● Perintah 1
Menurut teks tentang pembekuan akun pelapak di Bukalapak, apa yang membuat pelapak bisa menjadi stres? Jawablah dalam satu hingga tiga kalimat.
++++ Teks Bacaan ++++
Di Bukalapak, kalo kalian (pelapak) melanggar aturan dikit aja. Niscaya akun kalian bisa dibekukan, nggak bisa dibuka, dan saldo di dalamnya nggak tau gimana nasibnya. Parahnya lagi, kadang akun dibekukan tanpa pemberitahuan sebelumnya. Polisi Bukalapak main bekukan sampai non-aktifkan seenaknya sendiri. Pelapak bisa dibikin stres karena nggak tahu salahnya apa, pelanggarannya dimana eh akunnya kekunci. Setelah dipelajari, ternyata di Bukalapak nggak boleh mencantumkan alamat toko, pin bbm, nomer hape atau akun sosial media lainnya. Jadi, semua transaksi wajib lewat Bukalapak. Bisa juga karena indikasi order fiktif, kadang cuma terindikasi aja, bisa sampai di-non aktifkan.
++++
● Perintah 2
Kembalikan setiap baris dalam catatan di bawah yang memuat kata "steering".
++++ Catatan yang Ditampilkan ++++
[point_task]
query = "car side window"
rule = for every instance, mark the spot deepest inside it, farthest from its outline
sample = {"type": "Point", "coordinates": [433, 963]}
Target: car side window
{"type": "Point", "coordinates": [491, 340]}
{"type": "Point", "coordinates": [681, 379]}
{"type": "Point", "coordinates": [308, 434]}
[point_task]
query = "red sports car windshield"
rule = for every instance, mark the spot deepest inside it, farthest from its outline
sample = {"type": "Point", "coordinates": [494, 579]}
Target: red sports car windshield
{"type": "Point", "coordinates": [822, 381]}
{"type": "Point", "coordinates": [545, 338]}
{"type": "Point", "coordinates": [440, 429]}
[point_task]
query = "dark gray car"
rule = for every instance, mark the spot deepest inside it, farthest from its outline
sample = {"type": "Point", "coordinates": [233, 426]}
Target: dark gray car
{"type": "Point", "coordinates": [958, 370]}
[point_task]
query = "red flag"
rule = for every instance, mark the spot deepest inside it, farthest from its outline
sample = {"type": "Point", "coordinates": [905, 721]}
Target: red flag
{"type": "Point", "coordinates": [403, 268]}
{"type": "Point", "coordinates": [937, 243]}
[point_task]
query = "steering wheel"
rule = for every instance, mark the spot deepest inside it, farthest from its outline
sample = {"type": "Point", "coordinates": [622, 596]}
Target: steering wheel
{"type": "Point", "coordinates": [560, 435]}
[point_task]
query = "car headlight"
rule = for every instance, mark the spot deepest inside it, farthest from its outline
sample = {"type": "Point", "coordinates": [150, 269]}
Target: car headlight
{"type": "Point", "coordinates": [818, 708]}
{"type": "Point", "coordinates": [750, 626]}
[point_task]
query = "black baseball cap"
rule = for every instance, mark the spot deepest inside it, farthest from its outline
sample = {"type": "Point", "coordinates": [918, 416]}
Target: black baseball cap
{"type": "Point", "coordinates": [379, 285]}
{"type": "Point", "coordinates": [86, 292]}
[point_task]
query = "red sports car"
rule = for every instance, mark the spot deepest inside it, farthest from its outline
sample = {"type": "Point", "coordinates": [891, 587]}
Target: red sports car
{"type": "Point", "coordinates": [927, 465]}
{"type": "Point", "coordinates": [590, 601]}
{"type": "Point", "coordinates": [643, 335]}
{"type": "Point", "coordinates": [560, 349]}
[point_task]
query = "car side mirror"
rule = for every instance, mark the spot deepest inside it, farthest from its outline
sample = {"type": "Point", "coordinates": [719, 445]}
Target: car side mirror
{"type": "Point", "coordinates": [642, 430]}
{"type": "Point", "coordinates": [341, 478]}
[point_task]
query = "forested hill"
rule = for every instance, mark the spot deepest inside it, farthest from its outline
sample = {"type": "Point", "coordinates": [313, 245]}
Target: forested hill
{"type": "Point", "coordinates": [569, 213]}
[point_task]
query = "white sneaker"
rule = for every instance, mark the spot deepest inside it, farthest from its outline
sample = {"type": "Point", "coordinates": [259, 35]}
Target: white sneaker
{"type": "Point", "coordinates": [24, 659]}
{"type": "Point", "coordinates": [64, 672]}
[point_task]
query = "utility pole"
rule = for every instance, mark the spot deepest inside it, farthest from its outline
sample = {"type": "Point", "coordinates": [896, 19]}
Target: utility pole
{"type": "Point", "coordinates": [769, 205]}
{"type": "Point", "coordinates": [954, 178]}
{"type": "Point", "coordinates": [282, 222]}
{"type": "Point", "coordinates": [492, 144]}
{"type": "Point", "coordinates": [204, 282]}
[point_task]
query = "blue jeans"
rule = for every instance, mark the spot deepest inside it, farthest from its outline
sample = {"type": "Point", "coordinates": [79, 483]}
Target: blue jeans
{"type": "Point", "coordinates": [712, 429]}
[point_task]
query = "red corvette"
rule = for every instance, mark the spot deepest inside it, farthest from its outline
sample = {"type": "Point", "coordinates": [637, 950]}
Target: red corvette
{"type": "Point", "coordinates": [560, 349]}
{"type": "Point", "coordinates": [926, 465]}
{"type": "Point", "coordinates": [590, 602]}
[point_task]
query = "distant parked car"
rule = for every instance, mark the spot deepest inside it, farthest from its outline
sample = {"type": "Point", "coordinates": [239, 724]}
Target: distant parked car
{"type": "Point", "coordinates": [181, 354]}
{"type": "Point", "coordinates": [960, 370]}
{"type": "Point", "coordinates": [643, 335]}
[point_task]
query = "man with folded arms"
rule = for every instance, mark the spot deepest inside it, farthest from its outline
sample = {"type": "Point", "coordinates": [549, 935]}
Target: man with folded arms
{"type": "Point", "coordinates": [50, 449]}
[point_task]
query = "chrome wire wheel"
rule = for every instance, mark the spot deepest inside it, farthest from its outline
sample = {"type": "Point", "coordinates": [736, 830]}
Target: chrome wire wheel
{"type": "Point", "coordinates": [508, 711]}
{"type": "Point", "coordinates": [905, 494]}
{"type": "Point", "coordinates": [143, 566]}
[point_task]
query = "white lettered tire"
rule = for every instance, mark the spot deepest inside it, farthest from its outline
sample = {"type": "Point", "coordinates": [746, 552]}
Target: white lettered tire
++++
● Hasil 1
Pelapak bisa menjadi stres karena akun mereka terkunci, sementara mereka tidak mengetahui kesalahan apa yang telah diperbuat maupun di mana letak pelanggarannya.

● Hasil 2
query = "steering wheel"
Target: steering wheel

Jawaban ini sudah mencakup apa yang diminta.